Short task.
Copy out every line of the records from the one containing "# point at: tree" through the last line, both ends included.
-- begin --
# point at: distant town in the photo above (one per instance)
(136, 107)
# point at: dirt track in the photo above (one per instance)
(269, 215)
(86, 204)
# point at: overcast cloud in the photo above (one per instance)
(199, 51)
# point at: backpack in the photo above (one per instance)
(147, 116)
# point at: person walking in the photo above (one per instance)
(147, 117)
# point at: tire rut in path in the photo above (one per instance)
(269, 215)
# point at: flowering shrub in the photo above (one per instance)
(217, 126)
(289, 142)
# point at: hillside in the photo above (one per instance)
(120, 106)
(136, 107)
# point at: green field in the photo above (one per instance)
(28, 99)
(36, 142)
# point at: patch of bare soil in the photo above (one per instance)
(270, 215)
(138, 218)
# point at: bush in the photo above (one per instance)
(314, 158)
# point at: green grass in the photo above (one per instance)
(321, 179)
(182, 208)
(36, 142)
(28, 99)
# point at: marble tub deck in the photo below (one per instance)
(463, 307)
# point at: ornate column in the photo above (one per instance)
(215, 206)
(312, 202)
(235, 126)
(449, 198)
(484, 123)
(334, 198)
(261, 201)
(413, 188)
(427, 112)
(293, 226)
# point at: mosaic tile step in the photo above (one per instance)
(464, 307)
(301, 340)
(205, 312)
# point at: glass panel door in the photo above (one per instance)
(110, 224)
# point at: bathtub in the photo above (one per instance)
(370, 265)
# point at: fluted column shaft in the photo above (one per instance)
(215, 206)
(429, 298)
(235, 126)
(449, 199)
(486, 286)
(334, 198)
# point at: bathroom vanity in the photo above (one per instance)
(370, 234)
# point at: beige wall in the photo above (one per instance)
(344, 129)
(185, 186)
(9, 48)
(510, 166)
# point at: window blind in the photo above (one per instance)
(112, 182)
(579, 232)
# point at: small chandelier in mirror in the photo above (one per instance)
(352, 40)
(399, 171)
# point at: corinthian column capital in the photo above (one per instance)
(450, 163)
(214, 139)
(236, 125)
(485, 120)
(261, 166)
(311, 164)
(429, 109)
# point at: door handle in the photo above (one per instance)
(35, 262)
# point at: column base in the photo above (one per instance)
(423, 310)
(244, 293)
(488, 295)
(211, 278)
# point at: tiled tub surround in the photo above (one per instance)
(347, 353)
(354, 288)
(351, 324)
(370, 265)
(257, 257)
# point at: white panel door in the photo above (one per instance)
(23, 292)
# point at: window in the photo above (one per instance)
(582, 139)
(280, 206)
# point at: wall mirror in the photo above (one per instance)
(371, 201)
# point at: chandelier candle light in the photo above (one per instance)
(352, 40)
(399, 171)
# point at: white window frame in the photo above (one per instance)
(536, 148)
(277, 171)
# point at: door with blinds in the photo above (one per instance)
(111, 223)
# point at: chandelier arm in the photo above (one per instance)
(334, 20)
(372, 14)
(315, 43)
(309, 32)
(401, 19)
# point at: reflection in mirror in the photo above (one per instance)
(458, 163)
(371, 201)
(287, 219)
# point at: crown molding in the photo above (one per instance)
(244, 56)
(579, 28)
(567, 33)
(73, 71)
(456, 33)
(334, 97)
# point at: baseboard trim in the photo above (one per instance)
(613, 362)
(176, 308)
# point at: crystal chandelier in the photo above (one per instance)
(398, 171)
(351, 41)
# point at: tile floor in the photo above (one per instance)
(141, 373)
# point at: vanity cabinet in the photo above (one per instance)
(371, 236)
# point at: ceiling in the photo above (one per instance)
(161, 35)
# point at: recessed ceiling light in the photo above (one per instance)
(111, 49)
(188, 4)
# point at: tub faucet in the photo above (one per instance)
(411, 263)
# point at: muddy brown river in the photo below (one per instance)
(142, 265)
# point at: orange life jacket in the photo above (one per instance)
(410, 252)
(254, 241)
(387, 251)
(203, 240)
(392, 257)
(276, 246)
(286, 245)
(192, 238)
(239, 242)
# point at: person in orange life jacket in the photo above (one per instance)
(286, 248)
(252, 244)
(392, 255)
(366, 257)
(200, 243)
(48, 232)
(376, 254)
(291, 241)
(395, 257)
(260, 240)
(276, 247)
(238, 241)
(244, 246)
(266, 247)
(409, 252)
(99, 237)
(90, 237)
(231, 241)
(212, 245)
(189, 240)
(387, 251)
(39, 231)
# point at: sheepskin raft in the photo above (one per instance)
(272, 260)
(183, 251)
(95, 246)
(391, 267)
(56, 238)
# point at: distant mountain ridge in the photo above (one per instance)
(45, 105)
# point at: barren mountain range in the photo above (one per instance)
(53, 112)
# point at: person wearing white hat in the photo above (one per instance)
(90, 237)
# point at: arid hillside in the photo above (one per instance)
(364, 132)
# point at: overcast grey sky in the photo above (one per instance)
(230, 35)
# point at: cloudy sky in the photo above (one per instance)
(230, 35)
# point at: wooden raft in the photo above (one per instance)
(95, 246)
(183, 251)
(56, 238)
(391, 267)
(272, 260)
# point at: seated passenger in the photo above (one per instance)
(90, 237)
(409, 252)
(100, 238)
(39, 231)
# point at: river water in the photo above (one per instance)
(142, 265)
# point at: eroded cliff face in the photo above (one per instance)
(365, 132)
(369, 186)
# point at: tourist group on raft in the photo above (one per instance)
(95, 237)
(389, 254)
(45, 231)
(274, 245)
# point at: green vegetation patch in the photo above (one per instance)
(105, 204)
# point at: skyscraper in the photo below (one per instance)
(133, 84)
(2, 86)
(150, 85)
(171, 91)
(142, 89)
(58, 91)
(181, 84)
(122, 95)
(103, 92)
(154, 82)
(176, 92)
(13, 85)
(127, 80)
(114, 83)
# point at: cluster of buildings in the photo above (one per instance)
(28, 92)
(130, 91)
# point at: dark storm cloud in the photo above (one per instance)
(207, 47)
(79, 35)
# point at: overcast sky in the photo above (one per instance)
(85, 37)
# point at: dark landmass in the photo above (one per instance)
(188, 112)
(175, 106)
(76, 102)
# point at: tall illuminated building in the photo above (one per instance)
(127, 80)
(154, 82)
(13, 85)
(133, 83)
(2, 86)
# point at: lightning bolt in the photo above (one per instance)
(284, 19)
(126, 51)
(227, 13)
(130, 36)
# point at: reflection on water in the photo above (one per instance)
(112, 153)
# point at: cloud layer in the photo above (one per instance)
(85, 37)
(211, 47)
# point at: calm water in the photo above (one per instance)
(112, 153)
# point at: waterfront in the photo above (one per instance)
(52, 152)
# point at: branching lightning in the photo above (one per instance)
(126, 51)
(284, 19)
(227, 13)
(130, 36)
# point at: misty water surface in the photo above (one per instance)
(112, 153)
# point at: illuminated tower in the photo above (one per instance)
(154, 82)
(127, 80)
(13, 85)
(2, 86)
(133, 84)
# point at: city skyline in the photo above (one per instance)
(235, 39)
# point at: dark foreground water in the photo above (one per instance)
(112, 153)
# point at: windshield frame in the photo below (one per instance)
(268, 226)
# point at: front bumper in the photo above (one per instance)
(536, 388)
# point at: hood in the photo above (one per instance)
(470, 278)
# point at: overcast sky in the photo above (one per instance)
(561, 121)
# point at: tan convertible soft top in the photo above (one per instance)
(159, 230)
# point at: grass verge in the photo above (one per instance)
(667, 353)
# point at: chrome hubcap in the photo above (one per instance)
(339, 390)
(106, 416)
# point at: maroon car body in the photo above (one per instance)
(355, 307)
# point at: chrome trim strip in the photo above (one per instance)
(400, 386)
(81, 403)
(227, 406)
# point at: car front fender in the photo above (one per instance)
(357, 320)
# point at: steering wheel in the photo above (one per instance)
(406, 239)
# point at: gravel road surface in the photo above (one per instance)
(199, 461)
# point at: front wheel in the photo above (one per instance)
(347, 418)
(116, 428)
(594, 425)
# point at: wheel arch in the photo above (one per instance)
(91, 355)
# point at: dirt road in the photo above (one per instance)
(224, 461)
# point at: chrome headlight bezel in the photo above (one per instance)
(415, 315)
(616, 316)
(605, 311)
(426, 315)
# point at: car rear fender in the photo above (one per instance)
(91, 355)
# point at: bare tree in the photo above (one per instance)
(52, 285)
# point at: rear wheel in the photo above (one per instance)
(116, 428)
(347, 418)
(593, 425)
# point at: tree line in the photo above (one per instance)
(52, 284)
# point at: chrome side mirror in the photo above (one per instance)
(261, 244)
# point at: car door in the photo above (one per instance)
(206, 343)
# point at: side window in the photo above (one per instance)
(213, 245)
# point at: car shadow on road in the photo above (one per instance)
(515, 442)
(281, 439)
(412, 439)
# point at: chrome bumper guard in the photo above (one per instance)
-- end --
Task response.
# point at: tree line in the photo above (one per instance)
(52, 284)
# point at: chrome side mirror in the photo above (one per instance)
(261, 244)
# point at: car door in the photo above (one per instance)
(206, 343)
# point at: side window in the photo above (one per instance)
(213, 245)
# point at: car shadow on road in the photo above (one per instance)
(515, 442)
(281, 439)
(412, 439)
# point at: chrome bumper guard in the photo above (one per instance)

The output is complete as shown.